--- DOCUMENT EXTRACT ---
Geography
- Location: 42 Inland Drive, Tugun, Gold Coast, Queensland, Australia

Organisation
- Type: Community hospital

Services
- Emergency department: Yes
- Beds: 345

Helipads
- Helipad: No

History
- Founded: 23 November 1993

Links
- Website: http://www.johnflynnprivate.com.au/

= John Flynn Private Hospital =

John Flynn Private Hospital is an acute care facility in the southern Gold Coast suburb of Tugun. The 345 bed hospital provides services to people of southern Gold Coast and parts of the Northern Rivers region of New South Wales.

Originally opened as the Moran Hospital of Excellence with the Moran Clinic. The hospital was not successful and was left abandoned by 1991. The hospital was revived by 1993 and renamed John Flynn who was responsible in 1928 for the first outback medical services which became known as the Flying Doctor Service.

John Flynn Hospital complex consists of the main hospital building, specialist medical suites, the John Flynn Cancer Centre, and the hospital also has an onsite 24-hour pharmacy.

== Facility services ==
- Anaesthesiology
- Bariatric
- Cardiac Services
- Chemotherapy
- Dental Surgery
- Dermatology
- Ear, Nose and Throat
- 24-hour Emergency Department
- Endo Alpha Theatre
- Endocrinology
- Gastroenterology
- General Surgery
- Gynaecology
- Gynaecology Oncology
- Haematology
- Internal Medicine
- IVF Service
- John Flynn Cancer Centre
- MRI
- Neurology
- Obstetrics
- Ophthalmology
- Oral and Maxillofacial
- Orthopaedic Surgery
- Paediatrics
- Pathology
- Plastic Surgery
- Radiation Oncology
- Radiation Therapy
- Radiography
- Radiology / Imaging
- Rehabilitation
- Renal Dialysis
- Respiratory Medicine
- Robotic Surgery
- Sleep Disorders
- Urodynamics
- Urology
- Vascular Surgery

== Location ==
John Flynn Private Hospital is located on 42 Inland Drive, Tugun.
--- DATA FOR ANALYSIS ---
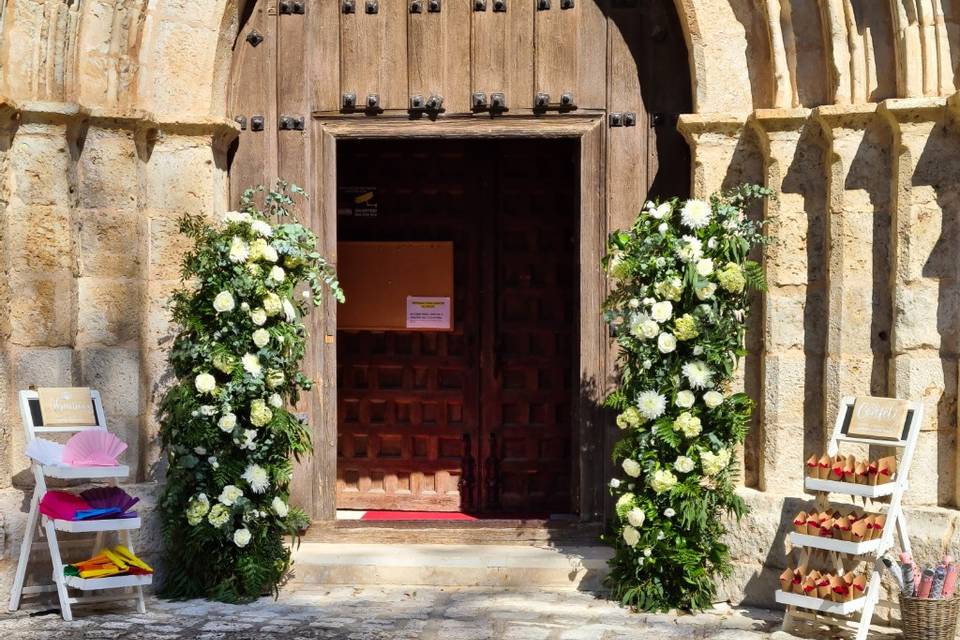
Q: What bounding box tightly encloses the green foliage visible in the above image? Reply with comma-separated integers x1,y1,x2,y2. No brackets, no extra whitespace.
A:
157,181,343,602
603,185,772,611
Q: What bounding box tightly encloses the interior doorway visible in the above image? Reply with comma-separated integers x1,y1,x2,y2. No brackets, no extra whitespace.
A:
336,138,580,517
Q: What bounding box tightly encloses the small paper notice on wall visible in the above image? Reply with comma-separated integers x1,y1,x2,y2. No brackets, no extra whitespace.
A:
407,296,450,329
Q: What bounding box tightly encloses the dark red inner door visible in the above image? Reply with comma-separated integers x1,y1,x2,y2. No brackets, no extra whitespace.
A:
337,139,579,515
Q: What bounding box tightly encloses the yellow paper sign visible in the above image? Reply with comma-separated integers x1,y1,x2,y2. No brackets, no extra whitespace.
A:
847,397,909,440
37,387,97,426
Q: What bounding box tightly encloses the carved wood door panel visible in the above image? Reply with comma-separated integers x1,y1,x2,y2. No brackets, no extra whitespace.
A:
337,140,579,515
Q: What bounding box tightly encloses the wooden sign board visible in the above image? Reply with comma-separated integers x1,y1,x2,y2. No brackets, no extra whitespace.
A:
847,397,909,440
37,387,97,426
337,242,453,331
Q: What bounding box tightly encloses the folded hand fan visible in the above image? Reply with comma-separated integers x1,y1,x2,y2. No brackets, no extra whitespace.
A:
40,491,90,520
63,429,127,467
80,487,140,513
26,438,64,465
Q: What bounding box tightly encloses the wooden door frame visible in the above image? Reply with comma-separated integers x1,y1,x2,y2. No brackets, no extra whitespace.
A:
292,112,608,521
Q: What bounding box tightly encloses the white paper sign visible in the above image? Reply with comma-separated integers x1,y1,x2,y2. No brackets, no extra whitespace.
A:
407,296,450,329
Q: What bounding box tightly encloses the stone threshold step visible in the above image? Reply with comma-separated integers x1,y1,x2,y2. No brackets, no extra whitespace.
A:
291,542,612,591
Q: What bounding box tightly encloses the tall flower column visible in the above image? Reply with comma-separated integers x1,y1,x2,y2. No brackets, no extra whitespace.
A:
605,187,768,610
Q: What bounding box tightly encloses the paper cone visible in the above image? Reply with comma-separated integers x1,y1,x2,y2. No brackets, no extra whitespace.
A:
877,456,897,484
817,454,830,480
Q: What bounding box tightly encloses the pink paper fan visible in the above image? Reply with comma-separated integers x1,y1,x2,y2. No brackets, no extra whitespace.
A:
80,487,140,513
63,429,127,467
40,491,90,520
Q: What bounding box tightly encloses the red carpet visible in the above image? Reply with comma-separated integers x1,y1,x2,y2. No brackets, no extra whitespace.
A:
360,511,478,520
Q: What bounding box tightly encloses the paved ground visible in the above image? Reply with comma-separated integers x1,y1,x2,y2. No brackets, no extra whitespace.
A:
0,586,792,640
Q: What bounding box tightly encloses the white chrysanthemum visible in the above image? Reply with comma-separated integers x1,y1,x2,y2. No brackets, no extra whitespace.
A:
681,360,713,389
695,282,717,300
250,307,267,327
650,300,673,323
620,458,643,478
677,236,703,262
193,373,217,393
233,529,251,549
217,484,243,507
270,496,290,518
650,469,677,493
281,298,296,322
657,332,677,353
637,391,667,420
250,329,270,349
230,236,250,262
240,353,263,378
680,199,712,229
627,507,647,527
703,391,723,409
697,258,713,278
268,265,287,283
240,464,270,493
213,291,237,313
676,389,697,409
250,220,273,238
223,211,252,223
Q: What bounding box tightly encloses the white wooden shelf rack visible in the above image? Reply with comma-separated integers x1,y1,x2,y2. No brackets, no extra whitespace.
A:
10,390,153,621
775,397,923,640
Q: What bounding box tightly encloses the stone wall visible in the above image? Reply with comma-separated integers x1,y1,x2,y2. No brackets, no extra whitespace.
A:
0,0,960,603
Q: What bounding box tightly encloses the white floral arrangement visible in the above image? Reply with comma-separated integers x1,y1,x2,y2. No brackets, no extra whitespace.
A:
604,185,771,611
158,181,343,602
---
### [WHAT YOU WILL DO]
Repeat everything in the John Flynn Private Hospital article above from "Originally opened as" down to "onsite 24-hour pharmacy.", word for word.

### [SOLVED PROBLEM]
Originally opened as the Moran Hospital of Excellence with the Moran Clinic. The hospital was not successful and was left abandoned by 1991. The hospital was revived by 1993 and renamed John Flynn who was responsible in 1928 for the first outback medical services which became known as the Flying Doctor Service.

John Flynn Hospital complex consists of the main hospital building, specialist medical suites, the John Flynn Cancer Centre, and the hospital also has an onsite 24-hour pharmacy.